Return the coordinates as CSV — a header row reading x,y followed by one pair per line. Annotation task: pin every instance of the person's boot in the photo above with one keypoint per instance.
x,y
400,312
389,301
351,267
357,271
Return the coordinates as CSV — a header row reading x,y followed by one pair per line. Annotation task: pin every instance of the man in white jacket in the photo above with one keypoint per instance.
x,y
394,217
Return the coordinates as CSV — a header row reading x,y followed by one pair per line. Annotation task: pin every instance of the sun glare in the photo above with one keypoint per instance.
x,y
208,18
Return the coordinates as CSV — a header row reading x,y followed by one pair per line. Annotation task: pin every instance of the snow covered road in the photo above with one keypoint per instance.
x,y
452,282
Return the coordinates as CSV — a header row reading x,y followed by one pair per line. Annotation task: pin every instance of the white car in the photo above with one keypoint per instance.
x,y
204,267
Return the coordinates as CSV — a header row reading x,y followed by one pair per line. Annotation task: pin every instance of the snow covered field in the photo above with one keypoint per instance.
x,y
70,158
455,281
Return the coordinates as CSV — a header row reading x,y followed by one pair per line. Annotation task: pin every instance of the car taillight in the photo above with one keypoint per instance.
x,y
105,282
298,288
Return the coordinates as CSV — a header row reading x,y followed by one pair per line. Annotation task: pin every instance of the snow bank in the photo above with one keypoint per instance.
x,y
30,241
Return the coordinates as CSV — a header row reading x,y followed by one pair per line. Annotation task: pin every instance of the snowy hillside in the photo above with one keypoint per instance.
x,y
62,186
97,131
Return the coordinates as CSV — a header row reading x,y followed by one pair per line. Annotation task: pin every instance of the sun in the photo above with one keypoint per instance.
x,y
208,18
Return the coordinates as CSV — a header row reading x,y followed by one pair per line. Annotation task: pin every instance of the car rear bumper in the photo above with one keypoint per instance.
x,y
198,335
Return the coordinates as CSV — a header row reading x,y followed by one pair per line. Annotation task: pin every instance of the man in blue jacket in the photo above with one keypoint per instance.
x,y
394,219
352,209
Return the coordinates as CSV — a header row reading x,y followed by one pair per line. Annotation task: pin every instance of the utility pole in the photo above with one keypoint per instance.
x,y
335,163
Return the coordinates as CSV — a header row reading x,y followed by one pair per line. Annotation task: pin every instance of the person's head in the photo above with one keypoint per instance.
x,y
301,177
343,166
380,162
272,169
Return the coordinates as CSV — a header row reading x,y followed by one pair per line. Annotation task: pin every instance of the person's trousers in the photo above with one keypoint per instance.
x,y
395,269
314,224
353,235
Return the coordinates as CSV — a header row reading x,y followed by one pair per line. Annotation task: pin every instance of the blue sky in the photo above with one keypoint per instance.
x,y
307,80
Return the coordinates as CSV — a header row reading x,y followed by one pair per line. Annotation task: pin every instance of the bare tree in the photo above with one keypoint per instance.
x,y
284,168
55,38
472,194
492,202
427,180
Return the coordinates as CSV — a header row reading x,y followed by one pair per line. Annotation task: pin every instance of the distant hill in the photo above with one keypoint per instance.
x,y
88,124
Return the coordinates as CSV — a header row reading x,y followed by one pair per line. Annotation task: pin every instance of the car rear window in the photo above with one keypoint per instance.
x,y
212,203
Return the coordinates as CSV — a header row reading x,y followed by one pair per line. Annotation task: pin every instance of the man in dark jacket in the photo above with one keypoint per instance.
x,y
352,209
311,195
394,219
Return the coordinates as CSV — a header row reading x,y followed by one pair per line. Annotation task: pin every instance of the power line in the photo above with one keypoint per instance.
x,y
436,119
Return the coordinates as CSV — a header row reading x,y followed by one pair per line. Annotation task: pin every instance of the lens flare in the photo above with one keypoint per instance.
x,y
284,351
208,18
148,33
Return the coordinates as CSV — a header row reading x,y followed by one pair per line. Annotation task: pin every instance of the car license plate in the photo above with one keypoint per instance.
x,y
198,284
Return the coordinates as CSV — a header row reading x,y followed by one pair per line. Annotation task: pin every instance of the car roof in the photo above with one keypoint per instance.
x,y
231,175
------------------------
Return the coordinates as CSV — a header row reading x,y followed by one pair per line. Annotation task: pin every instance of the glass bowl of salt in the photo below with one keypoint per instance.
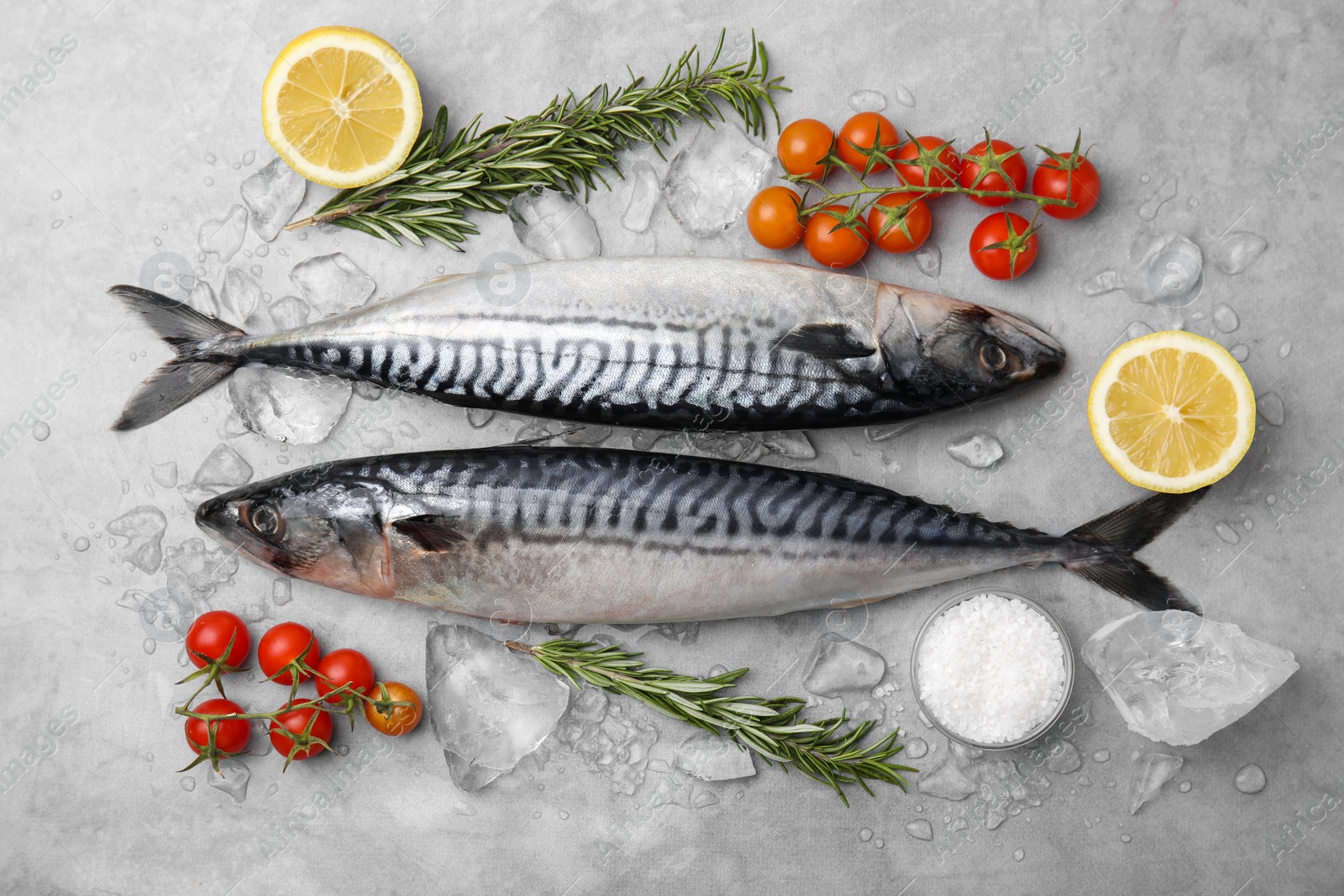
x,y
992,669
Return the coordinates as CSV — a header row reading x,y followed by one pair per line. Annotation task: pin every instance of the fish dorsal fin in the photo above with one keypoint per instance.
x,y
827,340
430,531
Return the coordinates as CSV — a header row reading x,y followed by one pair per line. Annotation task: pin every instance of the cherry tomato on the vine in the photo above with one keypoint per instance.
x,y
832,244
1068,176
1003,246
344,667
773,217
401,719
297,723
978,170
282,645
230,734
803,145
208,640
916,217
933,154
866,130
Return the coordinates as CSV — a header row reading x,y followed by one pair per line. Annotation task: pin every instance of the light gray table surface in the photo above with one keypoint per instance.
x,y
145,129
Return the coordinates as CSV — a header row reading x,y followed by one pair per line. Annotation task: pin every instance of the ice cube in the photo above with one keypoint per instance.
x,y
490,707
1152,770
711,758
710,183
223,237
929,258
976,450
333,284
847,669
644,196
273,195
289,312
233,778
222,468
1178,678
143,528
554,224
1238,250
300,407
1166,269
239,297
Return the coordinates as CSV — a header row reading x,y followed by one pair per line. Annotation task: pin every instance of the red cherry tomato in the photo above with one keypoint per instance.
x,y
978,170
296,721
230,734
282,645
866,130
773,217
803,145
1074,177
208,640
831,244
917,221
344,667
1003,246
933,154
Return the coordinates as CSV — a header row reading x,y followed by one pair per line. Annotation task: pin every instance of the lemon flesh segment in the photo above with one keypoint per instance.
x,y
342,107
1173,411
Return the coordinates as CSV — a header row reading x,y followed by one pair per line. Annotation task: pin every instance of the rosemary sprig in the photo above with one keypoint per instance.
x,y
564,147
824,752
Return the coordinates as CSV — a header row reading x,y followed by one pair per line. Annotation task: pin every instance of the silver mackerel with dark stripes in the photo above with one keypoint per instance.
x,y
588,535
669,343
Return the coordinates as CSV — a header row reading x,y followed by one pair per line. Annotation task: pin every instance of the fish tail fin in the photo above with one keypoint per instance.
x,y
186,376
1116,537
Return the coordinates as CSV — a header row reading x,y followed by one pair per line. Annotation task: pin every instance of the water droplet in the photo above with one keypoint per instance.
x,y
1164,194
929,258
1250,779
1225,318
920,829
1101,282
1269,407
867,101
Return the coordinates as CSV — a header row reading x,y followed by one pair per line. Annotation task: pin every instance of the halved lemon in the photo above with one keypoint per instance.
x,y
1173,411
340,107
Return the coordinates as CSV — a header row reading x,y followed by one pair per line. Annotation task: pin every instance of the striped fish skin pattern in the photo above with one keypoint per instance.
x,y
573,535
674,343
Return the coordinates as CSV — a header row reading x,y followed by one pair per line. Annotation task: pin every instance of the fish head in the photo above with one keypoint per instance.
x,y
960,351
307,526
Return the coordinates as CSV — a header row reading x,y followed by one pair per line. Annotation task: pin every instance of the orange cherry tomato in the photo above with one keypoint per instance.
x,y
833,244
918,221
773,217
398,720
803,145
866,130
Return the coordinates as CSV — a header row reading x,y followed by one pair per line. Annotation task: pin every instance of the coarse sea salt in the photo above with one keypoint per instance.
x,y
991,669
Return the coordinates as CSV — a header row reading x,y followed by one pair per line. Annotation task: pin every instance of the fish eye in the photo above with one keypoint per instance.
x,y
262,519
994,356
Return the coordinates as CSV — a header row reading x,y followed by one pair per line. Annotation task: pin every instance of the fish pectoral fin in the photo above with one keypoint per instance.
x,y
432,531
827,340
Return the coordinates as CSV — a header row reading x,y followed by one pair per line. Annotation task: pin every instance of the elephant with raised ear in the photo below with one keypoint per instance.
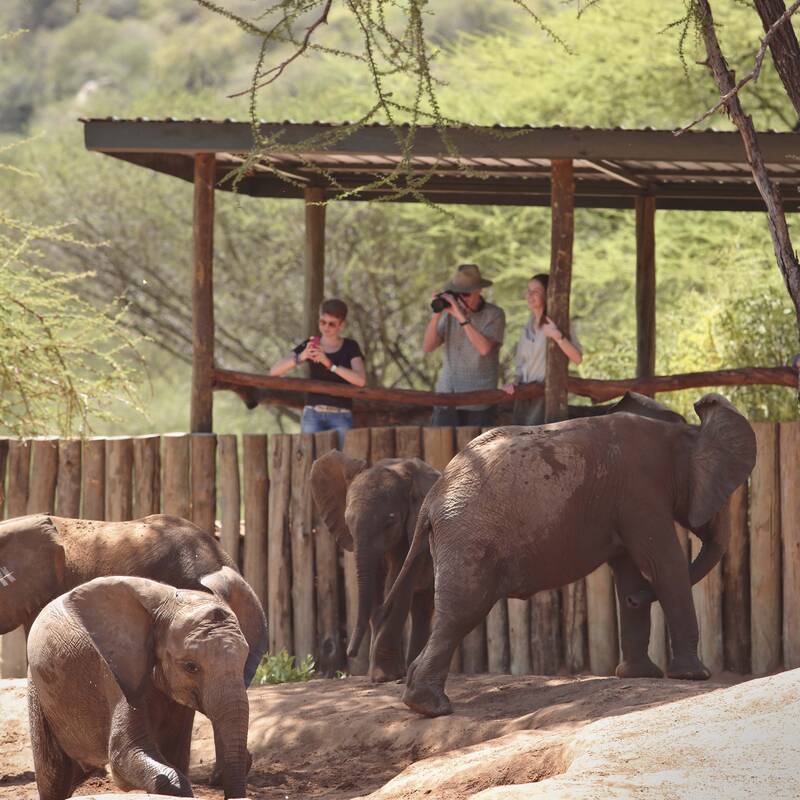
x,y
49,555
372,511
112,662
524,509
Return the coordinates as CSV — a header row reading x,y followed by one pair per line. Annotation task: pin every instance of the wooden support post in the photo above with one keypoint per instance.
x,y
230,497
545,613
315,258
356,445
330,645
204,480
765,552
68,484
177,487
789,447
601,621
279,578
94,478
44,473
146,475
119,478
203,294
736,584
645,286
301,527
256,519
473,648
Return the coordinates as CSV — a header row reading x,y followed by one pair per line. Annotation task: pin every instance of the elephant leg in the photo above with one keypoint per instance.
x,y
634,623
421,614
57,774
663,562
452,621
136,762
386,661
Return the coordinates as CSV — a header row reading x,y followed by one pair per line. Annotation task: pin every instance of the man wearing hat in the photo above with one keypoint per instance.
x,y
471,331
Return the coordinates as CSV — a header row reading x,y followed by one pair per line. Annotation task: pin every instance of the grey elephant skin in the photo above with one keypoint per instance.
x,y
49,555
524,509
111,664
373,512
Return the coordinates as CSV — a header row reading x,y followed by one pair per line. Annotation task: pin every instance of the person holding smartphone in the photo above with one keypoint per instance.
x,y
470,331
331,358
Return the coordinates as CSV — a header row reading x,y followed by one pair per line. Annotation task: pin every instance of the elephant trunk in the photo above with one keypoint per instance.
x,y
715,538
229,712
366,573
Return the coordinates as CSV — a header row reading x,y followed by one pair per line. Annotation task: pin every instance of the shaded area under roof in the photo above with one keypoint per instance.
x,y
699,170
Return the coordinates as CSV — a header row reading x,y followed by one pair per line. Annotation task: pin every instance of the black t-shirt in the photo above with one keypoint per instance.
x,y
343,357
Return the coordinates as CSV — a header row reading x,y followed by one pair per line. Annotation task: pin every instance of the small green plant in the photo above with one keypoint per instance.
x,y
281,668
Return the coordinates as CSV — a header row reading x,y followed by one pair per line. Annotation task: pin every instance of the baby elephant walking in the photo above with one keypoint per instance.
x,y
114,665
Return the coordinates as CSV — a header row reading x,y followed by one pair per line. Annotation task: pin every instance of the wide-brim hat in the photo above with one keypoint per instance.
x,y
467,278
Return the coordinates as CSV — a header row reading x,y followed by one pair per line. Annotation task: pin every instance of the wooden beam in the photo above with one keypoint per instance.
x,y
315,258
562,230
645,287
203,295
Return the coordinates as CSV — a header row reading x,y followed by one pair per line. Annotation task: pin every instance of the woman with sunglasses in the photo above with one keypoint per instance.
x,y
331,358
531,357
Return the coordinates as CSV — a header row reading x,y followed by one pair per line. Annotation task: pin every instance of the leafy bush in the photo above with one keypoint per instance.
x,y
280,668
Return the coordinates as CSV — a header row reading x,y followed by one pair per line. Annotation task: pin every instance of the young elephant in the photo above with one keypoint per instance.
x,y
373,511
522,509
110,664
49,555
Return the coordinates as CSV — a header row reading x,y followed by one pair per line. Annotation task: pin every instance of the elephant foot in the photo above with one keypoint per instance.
------------------------
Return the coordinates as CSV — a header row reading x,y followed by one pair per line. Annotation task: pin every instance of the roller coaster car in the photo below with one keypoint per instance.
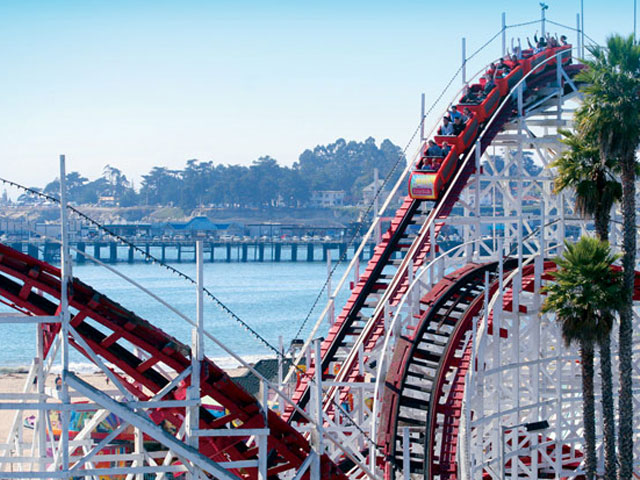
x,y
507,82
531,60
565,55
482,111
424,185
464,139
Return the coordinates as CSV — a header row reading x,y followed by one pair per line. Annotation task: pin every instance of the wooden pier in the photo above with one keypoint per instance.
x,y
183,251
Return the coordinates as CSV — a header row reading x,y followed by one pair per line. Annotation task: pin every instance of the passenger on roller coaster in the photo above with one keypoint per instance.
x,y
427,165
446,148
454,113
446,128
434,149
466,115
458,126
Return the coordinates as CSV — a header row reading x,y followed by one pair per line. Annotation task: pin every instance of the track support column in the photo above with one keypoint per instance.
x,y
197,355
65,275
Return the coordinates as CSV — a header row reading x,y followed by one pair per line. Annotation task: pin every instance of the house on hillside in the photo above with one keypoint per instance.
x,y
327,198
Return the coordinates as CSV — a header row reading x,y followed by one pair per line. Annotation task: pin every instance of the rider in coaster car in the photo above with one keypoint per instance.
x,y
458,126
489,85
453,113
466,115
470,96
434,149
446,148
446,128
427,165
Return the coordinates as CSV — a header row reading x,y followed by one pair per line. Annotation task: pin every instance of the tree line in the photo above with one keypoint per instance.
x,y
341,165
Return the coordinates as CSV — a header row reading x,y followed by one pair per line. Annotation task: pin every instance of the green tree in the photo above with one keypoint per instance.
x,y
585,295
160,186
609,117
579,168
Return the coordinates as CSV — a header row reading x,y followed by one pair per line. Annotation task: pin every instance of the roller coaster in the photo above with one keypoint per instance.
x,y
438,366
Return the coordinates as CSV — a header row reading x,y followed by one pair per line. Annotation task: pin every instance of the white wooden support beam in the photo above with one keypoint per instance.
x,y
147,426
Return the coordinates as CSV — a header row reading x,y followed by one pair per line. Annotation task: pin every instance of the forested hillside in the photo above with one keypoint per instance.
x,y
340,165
------------------------
What this task involves
Which lines in the records above contain the word "green"? Collect every such line in full.

Answer to the problem
Return the coordinates as CSV — a header row reading x,y followed by one pair per line. Annotation task: pin every instance of the small green plant in the photo above with one keypoint per instance.
Return the coordinates as CSV — a header row reading x,y followed by one pair per line. Annotation task: pin every instance of the green tree in the photo above with one keypoint per instance.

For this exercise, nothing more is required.